> [STATED PROBLEM A]:
On what date was the multivariate statistics message sent?
> [STATED PROBLEM B]:
Print everything in the multivariate statistics message from "attached is a" down to "here we go.".
> [STATED PROBLEM C]:
Carry on the multivariate statistics message from its last sentence.

> [EXCERPT PROVIDED]:
========================

WIP: multivariate statistics / proof of concept

From: Tomas Vondra <tv(at)fuzzy(dot)cz>
To: pgsql-hackers(at)postgresql(dot)org
Subject: WIP: multivariate statistics / proof of concept
Date: 2014-10-12 22:00:53
Message-ID: 543AFA15.4080608@fuzzy.cz
Views: Raw Message | Whole Thread | Download mbox
Thread:
Lists: pgsql-hackers

Hi,

attached is a WIP patch implementing multivariate statistics. The code
certainly is not "ready" - parts of it look as if written by a rogue
chimp who got bored of attempts to type the complete works of William
Shakespeare, and decided to try something different.

I also cut some corners to make it work, and those limitations need to
be fixed before the eventual commit (those are not difficult problems,
but were not necessary for a proof-of-concept patch).

It however seems to be working sufficiently well at this point, enough
to get some useful feedback. So here we go.

========================

> [LISTING]:
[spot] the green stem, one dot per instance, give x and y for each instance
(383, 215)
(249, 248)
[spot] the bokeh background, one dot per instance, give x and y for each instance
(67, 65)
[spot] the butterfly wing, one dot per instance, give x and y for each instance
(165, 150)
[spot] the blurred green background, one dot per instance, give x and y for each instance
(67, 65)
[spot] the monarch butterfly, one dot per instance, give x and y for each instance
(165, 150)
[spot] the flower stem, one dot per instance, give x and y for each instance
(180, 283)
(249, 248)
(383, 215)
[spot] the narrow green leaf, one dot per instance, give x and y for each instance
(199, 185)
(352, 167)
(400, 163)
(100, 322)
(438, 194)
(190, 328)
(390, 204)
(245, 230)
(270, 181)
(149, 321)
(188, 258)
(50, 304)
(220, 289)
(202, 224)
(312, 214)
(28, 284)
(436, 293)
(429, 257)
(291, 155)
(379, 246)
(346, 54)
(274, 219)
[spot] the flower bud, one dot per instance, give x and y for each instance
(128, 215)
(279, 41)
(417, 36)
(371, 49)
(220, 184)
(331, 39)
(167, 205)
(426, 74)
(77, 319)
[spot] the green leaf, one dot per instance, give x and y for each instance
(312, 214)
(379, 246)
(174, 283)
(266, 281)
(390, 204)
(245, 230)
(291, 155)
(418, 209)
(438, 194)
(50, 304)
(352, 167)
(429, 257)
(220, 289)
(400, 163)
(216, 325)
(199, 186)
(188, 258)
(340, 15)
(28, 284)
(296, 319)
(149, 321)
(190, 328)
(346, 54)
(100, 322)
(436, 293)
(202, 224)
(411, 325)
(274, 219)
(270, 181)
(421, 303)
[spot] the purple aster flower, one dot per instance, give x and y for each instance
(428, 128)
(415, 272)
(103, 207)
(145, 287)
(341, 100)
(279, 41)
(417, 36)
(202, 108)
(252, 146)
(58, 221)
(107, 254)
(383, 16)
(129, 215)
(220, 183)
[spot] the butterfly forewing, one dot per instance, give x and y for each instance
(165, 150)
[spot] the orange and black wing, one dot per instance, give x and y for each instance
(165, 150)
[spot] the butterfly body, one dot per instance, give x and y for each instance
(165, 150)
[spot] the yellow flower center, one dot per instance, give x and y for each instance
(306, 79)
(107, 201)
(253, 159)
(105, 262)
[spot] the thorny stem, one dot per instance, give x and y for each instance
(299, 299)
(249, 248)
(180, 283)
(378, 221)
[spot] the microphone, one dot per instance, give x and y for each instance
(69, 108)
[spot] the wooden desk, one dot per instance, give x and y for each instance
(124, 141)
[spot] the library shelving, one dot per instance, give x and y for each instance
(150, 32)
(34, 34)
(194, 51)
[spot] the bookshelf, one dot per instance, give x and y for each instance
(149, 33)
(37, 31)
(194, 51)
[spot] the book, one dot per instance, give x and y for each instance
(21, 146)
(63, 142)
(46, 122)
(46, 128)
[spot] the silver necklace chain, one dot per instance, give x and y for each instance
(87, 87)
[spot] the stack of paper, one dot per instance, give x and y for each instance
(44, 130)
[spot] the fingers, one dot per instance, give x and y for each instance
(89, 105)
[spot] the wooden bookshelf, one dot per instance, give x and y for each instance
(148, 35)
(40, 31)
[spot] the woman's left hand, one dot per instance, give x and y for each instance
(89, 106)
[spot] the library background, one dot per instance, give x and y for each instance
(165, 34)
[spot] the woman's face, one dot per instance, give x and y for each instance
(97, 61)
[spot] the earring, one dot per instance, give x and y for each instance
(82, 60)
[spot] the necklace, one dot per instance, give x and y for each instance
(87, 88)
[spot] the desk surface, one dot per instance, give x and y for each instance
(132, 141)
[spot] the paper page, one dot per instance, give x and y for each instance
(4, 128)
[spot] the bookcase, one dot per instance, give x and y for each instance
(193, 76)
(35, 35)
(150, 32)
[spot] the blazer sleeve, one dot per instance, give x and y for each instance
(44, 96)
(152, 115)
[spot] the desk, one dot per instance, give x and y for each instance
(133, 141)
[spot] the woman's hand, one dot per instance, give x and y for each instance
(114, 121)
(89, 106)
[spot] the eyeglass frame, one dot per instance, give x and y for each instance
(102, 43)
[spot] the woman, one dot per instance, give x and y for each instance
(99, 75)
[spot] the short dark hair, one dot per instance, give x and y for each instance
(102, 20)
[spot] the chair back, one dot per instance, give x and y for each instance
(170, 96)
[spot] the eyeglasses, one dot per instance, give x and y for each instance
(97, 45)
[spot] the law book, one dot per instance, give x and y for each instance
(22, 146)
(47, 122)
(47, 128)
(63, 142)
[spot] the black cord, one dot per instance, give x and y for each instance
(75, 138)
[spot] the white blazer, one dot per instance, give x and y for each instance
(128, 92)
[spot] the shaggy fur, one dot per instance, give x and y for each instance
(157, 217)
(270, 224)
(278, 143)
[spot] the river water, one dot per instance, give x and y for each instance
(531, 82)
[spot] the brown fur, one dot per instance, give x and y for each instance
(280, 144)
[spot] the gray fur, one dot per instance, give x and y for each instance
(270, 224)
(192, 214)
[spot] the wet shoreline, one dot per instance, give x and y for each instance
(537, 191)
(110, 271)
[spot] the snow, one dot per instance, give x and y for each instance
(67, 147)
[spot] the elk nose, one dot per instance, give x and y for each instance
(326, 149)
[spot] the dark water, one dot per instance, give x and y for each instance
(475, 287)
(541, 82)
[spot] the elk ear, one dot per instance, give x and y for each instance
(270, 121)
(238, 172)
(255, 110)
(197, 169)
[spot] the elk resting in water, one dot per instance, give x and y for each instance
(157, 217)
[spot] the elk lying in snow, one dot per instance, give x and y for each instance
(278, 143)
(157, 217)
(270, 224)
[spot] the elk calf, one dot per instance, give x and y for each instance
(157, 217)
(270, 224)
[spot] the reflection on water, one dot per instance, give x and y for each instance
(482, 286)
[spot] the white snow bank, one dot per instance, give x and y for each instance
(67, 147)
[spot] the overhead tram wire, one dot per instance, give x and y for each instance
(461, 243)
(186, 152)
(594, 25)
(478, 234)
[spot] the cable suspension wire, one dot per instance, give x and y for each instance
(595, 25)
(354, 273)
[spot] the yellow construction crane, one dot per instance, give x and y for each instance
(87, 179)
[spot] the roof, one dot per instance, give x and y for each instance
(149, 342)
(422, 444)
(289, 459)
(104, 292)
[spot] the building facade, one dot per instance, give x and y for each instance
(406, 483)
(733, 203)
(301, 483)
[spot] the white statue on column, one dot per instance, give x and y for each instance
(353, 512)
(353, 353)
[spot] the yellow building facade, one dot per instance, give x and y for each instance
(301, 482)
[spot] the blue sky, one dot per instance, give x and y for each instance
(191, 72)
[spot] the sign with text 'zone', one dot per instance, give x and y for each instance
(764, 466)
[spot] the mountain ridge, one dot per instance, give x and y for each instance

========================

> [EXPECTED OUTPUT A]:
2014-10-12

> [EXPECTED OUTPUT B]:
attached is a WIP patch implementing multivariate statistics. The code
certainly is not "ready" - parts of it look as if written by a rogue
chimp who got bored of attempts to type the complete works of William
Shakespeare, and decided to try something different.

I also cut some corners to make it work, and those limitations need to
be fixed before the eventual commit (those are not difficult problems,
but were not necessary for a proof-of-concept patch).

It however seems to be working sufficiently well at this point, enough
to get some useful feedback. So here we go.

> [EXPECTED OUTPUT C]:
I expect to be busy over the next two weeks because of travel, so sorry
for somehow delayed responses. If you happen to attend pgconf.eu next
week (Oct 20-24), we can of course discuss this patch in person.

Goals and basics
----------------

The goal of this patch is allowing users to define multivariate
statistics (i.e. statistics on multiple columns), and improving
estimation when the columns are correlated.

Take for example a table like this:

CREATE TABLE test (a INT, b INT, c INT);
INSERT INTO test SELECT i/10000, i/10000, i/10000
FROM generate_series(1,1000000) s(i);
ANALYZE test;

and do a query like this:

SELECT * FROM test WHERE (a = 10) AND (b = 10) AND (c = 10);

which is estimated like this:

QUERY PLAN
---------------------------------------------------------
Seq Scan on test (cost=0.00..22906.00 rows=1 width=12)
Filter: ((a = 10) AND (b = 10) AND (c = 10))
Planning time: 0.142 ms
(3 rows)

The query of course returns 10.000 rows, but the planner assumes the
columns are independent and thus multiplies the selectivities. And 1/100
for each column means 1/1000000 in total, which is 1 row.

This example is of course somehow artificial, but the problem is far
from uncommon, especially in denormalized datasets (e.g. star schema).
If you ever got an index scan instead of a sequential scan due to poor
estimate, resulting in a query running for hours instead of seconds, you
know the pain.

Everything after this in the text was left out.